START SUPPLIED RECORDS

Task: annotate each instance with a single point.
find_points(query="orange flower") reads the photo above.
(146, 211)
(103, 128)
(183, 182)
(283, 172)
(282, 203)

END SUPPLIED RECORDS

DESCRIPTION OF THE TASK: Repeat precisely, and with nothing added, every line from the one containing "the photo above." to the last line of the listing above.

YOUR SOLUTION:
find_points(query="orange flower") reads the photo above.
(146, 211)
(103, 128)
(183, 182)
(283, 172)
(282, 203)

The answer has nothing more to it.